#### Prompt
What appears from the first line of the records below through the line containing "[(84, 173), (94, 178), (135, 5)]" must be reproduced verbatim.

#### Supplied entries
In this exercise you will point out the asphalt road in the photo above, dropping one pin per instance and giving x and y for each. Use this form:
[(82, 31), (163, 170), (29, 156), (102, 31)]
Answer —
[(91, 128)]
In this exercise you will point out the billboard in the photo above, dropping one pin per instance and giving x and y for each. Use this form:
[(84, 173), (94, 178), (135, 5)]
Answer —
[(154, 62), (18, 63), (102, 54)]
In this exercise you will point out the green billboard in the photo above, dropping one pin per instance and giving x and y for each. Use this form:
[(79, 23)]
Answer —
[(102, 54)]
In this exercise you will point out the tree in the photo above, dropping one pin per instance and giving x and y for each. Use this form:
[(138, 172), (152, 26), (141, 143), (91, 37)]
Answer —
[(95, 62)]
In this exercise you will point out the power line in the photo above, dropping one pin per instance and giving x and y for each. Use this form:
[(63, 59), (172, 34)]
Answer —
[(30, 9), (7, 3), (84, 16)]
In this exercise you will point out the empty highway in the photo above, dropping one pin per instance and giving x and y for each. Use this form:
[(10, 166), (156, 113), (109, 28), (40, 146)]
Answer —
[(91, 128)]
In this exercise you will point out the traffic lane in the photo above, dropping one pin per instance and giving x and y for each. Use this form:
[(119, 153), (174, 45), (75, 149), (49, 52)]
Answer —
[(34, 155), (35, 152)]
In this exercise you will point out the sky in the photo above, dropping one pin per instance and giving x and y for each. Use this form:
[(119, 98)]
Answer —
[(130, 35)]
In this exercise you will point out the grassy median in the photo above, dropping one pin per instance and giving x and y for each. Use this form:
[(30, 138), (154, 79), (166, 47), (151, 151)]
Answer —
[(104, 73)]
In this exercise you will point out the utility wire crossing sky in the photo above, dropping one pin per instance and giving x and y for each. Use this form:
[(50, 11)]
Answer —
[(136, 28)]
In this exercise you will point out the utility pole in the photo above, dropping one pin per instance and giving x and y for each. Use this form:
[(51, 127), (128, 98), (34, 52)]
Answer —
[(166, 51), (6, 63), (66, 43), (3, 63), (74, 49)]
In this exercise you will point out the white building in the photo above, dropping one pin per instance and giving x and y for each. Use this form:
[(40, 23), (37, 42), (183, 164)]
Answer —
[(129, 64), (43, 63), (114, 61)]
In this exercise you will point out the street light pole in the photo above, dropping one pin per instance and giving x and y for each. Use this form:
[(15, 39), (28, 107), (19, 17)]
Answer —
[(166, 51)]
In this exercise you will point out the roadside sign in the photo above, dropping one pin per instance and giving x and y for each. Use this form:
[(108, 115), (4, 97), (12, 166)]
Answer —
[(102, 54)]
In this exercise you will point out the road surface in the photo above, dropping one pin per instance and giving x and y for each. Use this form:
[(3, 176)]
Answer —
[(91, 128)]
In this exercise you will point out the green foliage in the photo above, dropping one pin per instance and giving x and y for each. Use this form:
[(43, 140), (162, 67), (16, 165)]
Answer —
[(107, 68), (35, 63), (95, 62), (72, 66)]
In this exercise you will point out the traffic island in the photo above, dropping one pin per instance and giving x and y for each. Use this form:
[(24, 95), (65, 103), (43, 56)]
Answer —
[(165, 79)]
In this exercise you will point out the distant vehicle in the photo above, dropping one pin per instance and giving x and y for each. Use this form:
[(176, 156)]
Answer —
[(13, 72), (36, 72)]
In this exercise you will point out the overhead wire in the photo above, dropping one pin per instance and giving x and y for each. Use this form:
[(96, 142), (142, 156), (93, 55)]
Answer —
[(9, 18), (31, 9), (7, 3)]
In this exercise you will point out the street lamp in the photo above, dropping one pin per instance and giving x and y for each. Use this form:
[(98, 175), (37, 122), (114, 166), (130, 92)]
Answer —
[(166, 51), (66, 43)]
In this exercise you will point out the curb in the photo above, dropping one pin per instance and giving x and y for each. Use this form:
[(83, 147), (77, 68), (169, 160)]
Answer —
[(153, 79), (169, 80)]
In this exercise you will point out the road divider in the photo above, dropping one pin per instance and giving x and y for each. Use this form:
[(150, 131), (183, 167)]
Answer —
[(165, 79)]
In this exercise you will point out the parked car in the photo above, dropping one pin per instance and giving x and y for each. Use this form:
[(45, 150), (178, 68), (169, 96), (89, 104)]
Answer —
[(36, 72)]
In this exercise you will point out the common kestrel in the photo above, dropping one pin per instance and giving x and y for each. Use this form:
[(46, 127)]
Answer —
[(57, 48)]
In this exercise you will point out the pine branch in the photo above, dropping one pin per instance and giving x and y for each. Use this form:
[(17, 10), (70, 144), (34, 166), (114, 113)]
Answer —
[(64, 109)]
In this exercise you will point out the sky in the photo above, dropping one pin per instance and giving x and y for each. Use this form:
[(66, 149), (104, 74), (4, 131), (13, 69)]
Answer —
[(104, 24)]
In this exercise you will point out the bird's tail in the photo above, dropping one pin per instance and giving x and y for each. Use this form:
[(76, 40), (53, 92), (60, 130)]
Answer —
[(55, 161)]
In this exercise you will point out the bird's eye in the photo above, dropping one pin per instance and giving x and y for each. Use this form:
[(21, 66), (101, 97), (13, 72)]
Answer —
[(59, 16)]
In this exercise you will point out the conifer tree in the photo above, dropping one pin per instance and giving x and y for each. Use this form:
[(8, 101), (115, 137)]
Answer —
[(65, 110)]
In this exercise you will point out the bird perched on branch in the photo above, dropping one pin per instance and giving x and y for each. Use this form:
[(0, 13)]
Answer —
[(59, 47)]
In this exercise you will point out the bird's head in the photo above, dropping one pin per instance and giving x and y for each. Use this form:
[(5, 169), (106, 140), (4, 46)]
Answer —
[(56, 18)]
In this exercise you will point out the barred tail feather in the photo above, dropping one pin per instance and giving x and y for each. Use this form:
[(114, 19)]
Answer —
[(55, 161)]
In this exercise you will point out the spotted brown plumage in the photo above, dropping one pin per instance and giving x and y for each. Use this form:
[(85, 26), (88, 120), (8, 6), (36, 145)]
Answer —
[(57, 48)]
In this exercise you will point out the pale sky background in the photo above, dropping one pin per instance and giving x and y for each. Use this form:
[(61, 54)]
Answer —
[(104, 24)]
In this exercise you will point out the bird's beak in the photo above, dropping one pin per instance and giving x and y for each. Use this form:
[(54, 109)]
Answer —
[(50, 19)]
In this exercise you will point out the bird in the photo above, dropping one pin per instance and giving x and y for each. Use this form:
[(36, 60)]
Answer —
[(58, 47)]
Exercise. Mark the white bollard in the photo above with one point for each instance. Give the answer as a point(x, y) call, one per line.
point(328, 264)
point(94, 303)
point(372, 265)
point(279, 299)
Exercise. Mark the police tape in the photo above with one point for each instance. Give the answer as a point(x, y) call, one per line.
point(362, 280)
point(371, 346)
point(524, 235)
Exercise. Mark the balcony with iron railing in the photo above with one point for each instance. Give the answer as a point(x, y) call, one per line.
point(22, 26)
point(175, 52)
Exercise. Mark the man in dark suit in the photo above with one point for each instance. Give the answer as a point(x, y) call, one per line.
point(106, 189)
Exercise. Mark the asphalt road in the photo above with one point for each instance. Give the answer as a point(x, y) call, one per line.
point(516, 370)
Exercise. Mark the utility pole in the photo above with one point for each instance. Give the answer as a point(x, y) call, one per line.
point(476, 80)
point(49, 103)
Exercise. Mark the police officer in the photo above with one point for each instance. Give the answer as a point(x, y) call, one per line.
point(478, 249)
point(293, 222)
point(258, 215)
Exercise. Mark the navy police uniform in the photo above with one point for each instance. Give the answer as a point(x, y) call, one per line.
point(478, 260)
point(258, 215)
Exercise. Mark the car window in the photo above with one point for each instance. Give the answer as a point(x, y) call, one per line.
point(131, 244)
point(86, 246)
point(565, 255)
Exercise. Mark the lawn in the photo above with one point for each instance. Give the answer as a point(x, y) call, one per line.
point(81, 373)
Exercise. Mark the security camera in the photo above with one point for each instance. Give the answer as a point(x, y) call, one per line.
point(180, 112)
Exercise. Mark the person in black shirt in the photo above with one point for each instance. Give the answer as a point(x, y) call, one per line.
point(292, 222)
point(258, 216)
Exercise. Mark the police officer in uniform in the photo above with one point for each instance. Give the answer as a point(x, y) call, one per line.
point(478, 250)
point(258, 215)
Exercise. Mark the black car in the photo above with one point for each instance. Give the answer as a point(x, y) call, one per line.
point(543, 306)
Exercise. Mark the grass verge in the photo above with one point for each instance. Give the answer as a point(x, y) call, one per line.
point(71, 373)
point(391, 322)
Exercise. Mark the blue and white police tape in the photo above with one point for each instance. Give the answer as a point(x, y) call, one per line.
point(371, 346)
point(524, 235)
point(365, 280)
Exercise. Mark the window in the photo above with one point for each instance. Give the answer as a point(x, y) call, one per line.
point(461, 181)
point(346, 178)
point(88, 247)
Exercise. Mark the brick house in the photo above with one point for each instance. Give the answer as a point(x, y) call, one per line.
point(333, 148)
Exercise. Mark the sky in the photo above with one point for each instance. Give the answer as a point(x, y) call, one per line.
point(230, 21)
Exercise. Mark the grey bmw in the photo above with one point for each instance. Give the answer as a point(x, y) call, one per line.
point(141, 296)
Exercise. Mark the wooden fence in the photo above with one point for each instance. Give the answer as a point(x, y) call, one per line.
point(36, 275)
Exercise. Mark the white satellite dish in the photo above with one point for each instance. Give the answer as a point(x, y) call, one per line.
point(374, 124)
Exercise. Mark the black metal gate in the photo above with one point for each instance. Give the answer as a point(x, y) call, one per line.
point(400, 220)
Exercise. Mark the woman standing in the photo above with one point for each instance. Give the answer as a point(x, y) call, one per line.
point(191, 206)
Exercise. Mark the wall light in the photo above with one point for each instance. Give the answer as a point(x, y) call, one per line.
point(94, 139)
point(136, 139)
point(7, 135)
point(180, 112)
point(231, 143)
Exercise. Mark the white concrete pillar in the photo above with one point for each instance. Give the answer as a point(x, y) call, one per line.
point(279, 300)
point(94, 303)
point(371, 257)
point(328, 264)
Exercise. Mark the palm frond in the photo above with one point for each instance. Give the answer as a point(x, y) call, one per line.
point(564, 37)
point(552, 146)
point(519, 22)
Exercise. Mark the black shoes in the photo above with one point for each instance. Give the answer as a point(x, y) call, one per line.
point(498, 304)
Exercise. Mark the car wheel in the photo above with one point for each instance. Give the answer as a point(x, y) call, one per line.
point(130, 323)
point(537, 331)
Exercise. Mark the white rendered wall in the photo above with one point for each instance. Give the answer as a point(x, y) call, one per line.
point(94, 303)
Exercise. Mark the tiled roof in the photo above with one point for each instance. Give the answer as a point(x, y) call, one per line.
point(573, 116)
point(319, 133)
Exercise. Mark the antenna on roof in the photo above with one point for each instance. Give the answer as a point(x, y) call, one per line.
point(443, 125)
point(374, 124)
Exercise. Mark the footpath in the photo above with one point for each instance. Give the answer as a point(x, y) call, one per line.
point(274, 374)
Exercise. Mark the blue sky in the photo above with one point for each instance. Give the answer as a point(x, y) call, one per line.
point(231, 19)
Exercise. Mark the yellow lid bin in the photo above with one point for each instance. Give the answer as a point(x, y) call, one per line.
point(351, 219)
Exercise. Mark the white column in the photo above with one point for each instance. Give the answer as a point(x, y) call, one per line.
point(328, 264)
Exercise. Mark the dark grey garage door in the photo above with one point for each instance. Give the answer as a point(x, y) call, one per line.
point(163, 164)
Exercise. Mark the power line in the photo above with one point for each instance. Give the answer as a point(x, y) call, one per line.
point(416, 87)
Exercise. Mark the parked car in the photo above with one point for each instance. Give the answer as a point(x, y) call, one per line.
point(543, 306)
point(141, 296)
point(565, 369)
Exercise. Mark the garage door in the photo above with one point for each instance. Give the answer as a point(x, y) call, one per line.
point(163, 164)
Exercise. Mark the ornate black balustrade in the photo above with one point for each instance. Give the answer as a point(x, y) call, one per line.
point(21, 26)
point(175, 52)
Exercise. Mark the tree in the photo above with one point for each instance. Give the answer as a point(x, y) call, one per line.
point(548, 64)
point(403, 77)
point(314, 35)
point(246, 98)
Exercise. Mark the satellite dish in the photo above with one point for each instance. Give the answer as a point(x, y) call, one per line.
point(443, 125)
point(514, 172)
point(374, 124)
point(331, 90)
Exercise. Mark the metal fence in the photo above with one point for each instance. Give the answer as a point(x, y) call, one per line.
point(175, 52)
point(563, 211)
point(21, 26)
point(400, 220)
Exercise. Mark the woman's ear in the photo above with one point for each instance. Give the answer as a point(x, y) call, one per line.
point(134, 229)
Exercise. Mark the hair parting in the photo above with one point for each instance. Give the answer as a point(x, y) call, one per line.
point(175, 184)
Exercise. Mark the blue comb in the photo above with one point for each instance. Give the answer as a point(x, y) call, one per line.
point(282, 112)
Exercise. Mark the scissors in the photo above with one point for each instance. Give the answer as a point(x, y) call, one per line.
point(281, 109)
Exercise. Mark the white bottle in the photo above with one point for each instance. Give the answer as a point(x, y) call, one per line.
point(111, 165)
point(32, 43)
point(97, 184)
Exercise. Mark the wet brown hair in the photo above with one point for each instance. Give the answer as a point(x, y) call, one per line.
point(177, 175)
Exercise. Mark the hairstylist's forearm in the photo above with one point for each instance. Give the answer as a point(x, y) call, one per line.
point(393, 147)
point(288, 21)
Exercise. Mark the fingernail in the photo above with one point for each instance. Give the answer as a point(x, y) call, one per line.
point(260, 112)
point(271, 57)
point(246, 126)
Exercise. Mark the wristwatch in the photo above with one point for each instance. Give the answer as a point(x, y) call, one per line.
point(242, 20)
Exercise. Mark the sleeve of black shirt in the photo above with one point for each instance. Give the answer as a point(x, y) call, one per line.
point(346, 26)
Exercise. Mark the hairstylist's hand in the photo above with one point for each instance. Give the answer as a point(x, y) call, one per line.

#### Written solution
In this exercise you will point out the asphalt road in the photo above, dropping one pin per instance and giving x and y for each. Use this form:
[(82, 31), (163, 170), (29, 156), (102, 31)]
Answer —
[(91, 128)]
In this exercise you will point out the billboard in the photo above, dropping one pin per instance and giving x and y for each. Use this form:
[(84, 173), (94, 178), (135, 5)]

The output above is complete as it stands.